___ Textausschnitt

11.10.2023

50 Jahre Seminar für Seelsorge-Fortbildung

Beziehungsfähigkeit, Verhalten in Konflikten und die pastorale Identität – die Fort- und Weiterbildungen am Seminar für Seelsorge-Fortbildung haben die Arbeit von Haupt- und Ehrenamtlichen in der Seelsorge im Fokus.

Haupt- und Ehrenamtliche fortbilden, damit Seelsorge in herausfordernden Zeiten gelingt – das ist seit 50 Jahren die Aufgabe des Seminars für Seelsorge-Fortbildung in Stuttgart-Birkach. Am 27. Oktober 2023 wird das Jubiläum mit Vorträgen und Festakt gefeiert. Die Anmeldung ist noch bis zum 13.10. möglich. Im Interview erzählen Pfarrer Jochen Schlenker, Pfarrerin Rahel Mack und Pfarrer Ulrich Rost von ihren Schwerpunkten und davon, welche Themen ihnen aktuell besonders oft begegnen.

______
___ Aufgelistete Zeilen

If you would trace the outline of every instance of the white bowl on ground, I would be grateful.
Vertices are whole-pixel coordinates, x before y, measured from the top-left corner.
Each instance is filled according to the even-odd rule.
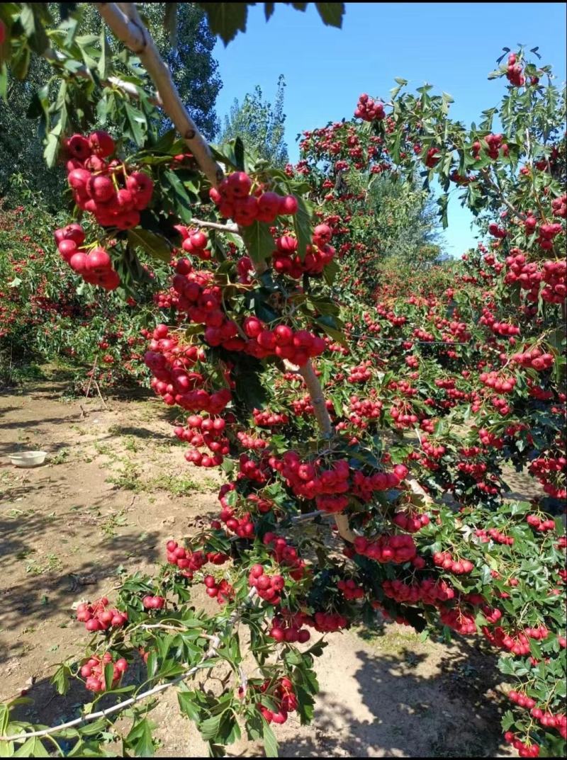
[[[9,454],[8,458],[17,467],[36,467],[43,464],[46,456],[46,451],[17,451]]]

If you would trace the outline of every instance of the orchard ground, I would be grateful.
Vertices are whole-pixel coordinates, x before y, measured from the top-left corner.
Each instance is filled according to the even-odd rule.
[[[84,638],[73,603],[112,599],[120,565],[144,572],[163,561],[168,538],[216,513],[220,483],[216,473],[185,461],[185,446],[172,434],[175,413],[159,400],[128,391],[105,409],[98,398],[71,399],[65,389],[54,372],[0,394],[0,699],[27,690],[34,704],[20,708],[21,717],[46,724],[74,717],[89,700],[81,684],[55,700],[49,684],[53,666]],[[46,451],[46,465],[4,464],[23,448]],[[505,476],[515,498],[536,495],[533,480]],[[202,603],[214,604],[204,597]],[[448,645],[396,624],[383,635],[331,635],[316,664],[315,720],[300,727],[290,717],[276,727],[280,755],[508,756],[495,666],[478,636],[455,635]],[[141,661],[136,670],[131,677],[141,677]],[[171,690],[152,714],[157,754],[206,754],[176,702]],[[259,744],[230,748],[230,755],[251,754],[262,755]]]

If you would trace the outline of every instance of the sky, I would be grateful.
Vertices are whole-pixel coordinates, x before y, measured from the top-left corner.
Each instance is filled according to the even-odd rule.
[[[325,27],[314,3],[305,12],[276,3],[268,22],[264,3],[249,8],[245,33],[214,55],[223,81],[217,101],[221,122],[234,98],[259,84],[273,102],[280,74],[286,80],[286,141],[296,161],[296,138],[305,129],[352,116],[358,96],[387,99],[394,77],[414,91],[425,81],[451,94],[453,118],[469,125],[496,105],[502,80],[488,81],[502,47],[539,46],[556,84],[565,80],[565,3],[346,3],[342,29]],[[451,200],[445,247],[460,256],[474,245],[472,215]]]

______
___ Aufgelistete Zeilen

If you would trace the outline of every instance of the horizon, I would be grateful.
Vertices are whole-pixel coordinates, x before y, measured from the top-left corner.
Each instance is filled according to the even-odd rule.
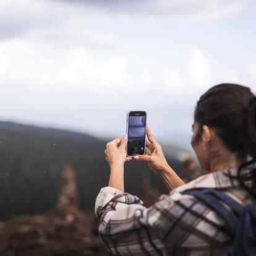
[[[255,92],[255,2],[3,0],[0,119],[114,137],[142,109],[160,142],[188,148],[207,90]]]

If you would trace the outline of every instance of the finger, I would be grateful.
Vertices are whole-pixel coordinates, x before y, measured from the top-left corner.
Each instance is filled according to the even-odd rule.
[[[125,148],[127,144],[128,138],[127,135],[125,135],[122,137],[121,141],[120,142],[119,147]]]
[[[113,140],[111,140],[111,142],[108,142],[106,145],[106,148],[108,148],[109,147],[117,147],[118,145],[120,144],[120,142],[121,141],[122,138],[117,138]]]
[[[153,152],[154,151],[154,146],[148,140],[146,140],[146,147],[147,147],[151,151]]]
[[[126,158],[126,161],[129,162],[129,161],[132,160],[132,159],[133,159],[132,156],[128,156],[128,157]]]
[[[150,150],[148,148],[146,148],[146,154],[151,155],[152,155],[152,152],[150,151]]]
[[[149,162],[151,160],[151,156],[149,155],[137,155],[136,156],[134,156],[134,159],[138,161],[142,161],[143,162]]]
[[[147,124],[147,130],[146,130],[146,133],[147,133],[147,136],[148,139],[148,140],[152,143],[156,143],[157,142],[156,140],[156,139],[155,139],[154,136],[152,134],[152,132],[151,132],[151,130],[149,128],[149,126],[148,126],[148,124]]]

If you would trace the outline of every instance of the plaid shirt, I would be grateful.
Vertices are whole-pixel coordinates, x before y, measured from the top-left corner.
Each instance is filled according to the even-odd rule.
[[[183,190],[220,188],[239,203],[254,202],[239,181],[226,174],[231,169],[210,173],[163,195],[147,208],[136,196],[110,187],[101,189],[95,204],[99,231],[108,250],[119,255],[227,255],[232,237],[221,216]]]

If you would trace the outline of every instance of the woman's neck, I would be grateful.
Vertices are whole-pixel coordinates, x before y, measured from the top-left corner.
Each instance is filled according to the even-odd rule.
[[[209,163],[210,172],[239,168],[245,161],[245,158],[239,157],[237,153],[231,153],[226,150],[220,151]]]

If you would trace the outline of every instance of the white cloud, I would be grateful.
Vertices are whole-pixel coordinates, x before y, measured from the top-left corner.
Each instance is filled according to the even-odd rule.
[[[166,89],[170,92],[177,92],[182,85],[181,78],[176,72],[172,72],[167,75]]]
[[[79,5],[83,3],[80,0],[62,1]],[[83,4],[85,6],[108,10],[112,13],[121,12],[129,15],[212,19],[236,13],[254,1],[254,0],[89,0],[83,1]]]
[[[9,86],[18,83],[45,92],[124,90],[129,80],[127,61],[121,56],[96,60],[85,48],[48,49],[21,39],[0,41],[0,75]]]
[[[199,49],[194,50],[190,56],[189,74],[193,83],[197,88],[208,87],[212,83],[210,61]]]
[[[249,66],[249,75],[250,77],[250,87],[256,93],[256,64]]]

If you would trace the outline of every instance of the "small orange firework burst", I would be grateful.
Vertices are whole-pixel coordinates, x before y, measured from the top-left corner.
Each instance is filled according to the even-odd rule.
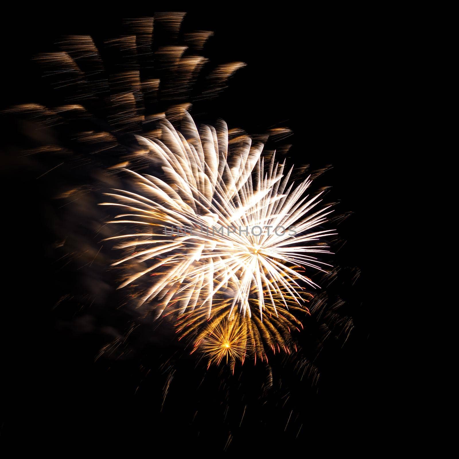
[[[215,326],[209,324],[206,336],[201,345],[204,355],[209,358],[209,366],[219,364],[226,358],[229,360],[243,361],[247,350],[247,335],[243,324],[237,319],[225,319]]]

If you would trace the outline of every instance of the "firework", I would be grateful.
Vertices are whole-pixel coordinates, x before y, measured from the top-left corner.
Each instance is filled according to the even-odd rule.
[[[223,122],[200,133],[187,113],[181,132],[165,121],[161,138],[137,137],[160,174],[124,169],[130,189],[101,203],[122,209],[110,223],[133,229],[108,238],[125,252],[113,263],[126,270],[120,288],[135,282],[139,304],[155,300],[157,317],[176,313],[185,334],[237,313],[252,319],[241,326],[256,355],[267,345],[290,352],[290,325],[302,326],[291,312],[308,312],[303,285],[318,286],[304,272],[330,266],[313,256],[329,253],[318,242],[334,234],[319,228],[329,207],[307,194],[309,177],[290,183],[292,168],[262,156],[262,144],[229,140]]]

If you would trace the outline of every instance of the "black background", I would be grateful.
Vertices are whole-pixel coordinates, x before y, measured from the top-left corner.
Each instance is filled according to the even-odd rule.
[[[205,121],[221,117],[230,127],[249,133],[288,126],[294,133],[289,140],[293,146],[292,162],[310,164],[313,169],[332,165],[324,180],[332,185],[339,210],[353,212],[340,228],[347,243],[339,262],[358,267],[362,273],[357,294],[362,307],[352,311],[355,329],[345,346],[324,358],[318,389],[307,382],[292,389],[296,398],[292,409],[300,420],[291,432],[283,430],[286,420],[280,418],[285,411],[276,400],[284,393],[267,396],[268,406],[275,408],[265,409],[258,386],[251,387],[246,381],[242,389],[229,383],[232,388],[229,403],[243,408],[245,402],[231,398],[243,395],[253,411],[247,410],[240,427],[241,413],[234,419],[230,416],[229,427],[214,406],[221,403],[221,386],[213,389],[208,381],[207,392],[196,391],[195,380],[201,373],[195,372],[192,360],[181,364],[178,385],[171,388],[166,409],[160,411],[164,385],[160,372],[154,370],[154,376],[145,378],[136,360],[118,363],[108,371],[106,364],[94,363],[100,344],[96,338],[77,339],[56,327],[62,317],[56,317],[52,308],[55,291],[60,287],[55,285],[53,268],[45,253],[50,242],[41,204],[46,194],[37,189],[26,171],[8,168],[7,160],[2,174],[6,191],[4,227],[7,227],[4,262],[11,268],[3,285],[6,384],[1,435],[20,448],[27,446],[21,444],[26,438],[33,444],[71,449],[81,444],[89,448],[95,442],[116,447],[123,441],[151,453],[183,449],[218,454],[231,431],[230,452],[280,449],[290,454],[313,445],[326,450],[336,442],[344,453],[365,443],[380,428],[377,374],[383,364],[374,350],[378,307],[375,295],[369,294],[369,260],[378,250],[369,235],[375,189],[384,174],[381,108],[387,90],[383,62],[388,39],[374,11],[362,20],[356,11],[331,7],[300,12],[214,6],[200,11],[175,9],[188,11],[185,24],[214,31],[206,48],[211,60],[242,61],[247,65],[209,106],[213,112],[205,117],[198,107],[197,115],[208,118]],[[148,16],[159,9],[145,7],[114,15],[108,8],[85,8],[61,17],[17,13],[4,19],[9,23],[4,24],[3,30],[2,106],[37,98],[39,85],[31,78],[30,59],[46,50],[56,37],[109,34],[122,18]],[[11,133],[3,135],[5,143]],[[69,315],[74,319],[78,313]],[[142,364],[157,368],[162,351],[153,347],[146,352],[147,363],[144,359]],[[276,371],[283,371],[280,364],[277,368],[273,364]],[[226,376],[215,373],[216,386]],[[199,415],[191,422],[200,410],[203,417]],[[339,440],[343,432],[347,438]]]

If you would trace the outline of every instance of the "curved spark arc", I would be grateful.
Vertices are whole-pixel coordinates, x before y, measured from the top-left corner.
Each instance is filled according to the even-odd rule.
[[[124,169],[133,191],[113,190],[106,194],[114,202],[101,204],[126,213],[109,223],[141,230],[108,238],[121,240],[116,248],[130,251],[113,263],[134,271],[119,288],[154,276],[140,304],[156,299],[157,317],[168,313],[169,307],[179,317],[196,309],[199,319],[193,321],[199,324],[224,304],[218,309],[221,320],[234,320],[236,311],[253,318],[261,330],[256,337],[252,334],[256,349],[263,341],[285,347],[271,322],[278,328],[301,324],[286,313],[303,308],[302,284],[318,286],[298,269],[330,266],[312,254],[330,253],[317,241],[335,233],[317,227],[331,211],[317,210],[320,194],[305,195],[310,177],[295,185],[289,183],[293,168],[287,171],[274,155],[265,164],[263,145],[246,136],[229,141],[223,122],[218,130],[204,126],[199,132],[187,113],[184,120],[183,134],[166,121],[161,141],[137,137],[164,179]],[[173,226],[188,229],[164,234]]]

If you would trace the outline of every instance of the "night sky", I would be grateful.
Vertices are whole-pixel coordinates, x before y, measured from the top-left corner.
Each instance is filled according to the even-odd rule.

______

Zu bearbeitende Aufgabe ::
Gib den Textausschnitt zum Jubiläum des Seminars für Seelsorge-Fortbildung vollständig und wortgetreu wieder.

Ergebnis ::
11.10.2023

50 Jahre Seminar für Seelsorge-Fortbildung

Beziehungsfähigkeit, Verhalten in Konflikten und die pastorale Identität – die Fort- und Weiterbildungen am Seminar für Seelsorge-Fortbildung haben die Arbeit von Haupt- und Ehrenamtlichen in der Seelsorge im Fokus.

Haupt- und Ehrenamtliche fortbilden, damit Seelsorge in herausfordernden Zeiten gelingt – das ist seit 50 Jahren die Aufgabe des Seminars für Seelsorge-Fortbildung in Stuttgart-Birkach. Am 27. Oktober 2023 wird das Jubiläum mit Vorträgen und Festakt gefeiert. Die Anmeldung ist noch bis zum 13.10. möglich. Im Interview erzählen Pfarrer Jochen Schlenker, Pfarrerin Rahel Mack und Pfarrer Ulrich Rost von ihren Schwerpunkten und davon, welche Themen ihnen aktuell besonders oft begegnen.